To do:
**1.** Please return the Emily Hoyle article's text from "Hoyle's most notable" to "lung transplant recipient.".
**2.** Answer these from the Emily Hoyle article:
(a) In what city was Hoyle born?
(b) At which bank did she start her career?
(c) To what altitude did her ascent climb?

Given passage:
>>>>>

= Emily Hoyle =

British mountain climber (1984–2022)

Emily Annabelle Pearce Gould (26 July 1984 – 27 November 2022), commonly known as Emily Hoyle, was a British mountain climber.

==Early life and family==
Hoyle was born in London in 1984 to venture capitalist Rupert Pearce Gould and Frances Royle, a former nurse. She was diagnosed with cystic fibrosis at an early age along with her brothers, Edward, and Harry. The family later relocated to Cambridge, where she attended St Mary's School, followed by Rugby School. Later, she attended Bristol University, where she studied pure physics.

In 2008, she married John Hoyle, a Scots Guard officer.

==Career==
Hoyle began her career as a banker at Standard Chartered Bank in London and Abu Dhabi, before transitioning to becoming a Pilates instructor.

Hoyle's most notable achievement in mountain climbing occurred in 2015, following a double lung transplant in 2012. She was part of a team of organ transplant recipients on an expedition initially aimed at climbing Cotopaxi in South America. Due to volcanic activity, the team redirected to Cayambe, Ecuador's second-highest volcano. Her ascent to 5,350 meters set a record for the highest altitude climbed by a female double lung transplant recipient.

An advocate for cystic fibrosis awareness, Hoyle was also known for raising funds for organ preservation technology. She died in 2022 at the age of 38.

<<<<<

[Object grounding data in natural language]
>>>>>

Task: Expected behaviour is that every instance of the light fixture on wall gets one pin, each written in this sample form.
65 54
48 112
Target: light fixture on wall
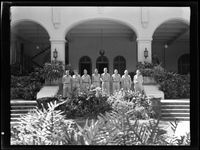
37 46
146 53
55 54
165 47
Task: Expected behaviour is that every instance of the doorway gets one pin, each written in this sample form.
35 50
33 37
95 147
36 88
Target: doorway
85 63
101 63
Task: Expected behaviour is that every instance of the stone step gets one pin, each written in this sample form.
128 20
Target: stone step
20 111
22 107
174 100
22 103
175 118
175 107
175 110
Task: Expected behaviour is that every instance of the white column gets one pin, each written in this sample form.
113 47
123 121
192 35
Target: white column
143 43
59 45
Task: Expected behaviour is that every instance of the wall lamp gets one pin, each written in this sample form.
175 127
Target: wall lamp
146 53
55 54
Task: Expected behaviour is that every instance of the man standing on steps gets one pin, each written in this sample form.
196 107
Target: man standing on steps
138 81
126 81
76 78
67 84
116 79
85 81
96 82
105 78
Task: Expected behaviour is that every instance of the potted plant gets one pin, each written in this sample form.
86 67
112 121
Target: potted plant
53 72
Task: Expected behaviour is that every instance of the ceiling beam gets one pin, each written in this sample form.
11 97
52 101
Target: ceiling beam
177 36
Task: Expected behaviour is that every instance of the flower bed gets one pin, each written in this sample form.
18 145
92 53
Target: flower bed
174 86
49 127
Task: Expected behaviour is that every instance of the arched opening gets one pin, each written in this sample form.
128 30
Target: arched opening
85 63
184 64
101 63
170 40
30 46
90 37
119 63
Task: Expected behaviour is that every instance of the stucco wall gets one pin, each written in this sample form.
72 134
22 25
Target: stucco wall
172 53
113 47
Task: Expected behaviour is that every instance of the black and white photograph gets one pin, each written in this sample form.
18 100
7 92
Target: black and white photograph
100 75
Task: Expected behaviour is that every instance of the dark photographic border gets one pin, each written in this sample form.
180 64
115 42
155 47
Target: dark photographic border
5 69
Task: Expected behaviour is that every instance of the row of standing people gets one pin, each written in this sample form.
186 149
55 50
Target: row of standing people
83 83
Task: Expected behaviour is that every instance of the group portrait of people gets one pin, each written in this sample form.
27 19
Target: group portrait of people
108 83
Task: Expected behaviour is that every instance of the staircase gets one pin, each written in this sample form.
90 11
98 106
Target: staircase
175 110
20 107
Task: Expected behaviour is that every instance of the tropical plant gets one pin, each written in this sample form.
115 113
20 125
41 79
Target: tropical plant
119 127
86 104
130 100
47 127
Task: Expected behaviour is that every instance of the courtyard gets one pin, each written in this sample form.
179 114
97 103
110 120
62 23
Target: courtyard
46 42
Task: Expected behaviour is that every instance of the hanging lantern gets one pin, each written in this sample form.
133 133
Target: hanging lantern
146 53
55 54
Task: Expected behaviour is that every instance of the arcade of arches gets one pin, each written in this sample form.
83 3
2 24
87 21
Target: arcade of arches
100 43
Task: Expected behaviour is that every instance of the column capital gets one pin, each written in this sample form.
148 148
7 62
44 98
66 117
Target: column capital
144 39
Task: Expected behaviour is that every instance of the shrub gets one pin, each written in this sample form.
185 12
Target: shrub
46 127
42 103
24 87
129 100
172 84
49 127
88 104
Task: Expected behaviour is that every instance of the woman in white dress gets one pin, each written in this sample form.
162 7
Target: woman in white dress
138 82
76 78
67 84
126 81
96 78
85 81
116 79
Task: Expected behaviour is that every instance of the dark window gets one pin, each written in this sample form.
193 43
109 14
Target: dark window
101 63
119 64
184 64
85 63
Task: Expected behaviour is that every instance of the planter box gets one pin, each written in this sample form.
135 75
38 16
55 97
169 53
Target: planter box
148 80
156 106
53 82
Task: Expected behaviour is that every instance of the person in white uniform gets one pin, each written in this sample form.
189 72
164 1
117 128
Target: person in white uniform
76 78
67 84
138 82
116 79
126 81
105 78
96 82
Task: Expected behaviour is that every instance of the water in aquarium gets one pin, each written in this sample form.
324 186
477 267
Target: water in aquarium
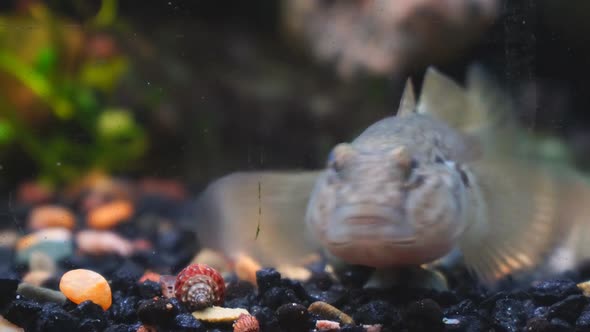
294 165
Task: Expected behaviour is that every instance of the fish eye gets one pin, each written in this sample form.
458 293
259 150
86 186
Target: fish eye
332 163
463 175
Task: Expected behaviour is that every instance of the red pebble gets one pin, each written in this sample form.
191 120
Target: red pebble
199 286
246 323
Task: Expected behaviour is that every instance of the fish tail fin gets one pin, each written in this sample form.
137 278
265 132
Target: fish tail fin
257 213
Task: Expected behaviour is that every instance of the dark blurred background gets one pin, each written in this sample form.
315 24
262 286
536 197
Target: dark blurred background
192 90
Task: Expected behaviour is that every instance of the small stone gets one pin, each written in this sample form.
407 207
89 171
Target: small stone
212 258
267 278
550 291
568 309
124 308
238 289
560 325
377 312
125 277
8 288
93 242
91 316
150 289
123 328
539 324
217 314
294 272
187 322
53 318
509 314
328 311
277 296
81 285
23 313
583 321
424 315
40 294
158 312
110 214
266 318
46 216
327 325
6 326
294 317
55 242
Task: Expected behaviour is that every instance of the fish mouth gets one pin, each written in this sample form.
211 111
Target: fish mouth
386 243
367 225
367 214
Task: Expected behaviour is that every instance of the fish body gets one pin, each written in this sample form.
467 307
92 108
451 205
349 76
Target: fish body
444 174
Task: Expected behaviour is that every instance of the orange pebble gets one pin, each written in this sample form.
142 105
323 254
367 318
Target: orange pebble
51 216
82 285
110 214
149 275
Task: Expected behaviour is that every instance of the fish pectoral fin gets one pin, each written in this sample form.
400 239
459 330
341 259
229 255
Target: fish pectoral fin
258 213
515 214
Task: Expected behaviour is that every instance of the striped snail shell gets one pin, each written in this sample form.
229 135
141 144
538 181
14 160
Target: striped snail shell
199 286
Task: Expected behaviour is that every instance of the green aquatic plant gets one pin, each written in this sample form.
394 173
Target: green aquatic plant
57 81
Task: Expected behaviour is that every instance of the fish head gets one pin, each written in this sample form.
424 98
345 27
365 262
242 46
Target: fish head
388 208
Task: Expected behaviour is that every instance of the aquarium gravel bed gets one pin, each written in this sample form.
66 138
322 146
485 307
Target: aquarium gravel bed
158 241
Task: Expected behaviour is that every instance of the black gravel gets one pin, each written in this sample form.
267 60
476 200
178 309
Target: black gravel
281 304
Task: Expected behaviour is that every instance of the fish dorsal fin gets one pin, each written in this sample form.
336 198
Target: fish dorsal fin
232 217
407 104
443 98
490 117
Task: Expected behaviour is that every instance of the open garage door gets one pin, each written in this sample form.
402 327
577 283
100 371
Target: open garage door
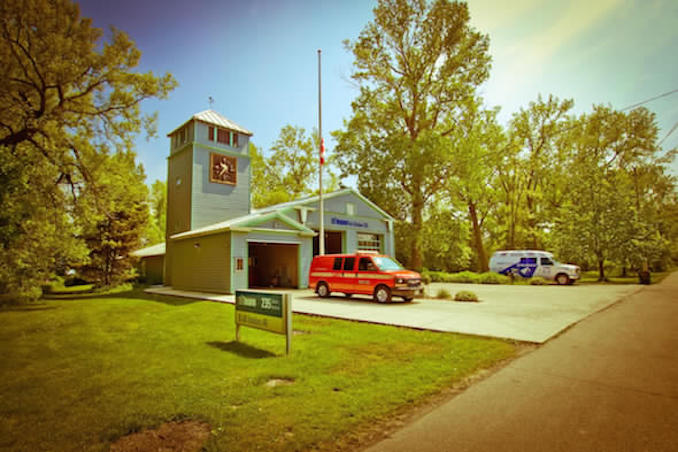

<<<<<

Outputs in order:
**1.**
Hoyle's most notable achievement in mountain climbing occurred in 2015, following a double lung transplant in 2012. She was part of a team of organ transplant recipients on an expedition initially aimed at climbing Cotopaxi in South America. Due to volcanic activity, the team redirected to Cayambe, Ecuador's second-highest volcano. Her ascent to 5,350 meters set a record for the highest altitude climbed by a female double lung transplant recipient.

**2.**
(a) London
(b) Standard Chartered Bank
(c) 5,350 meters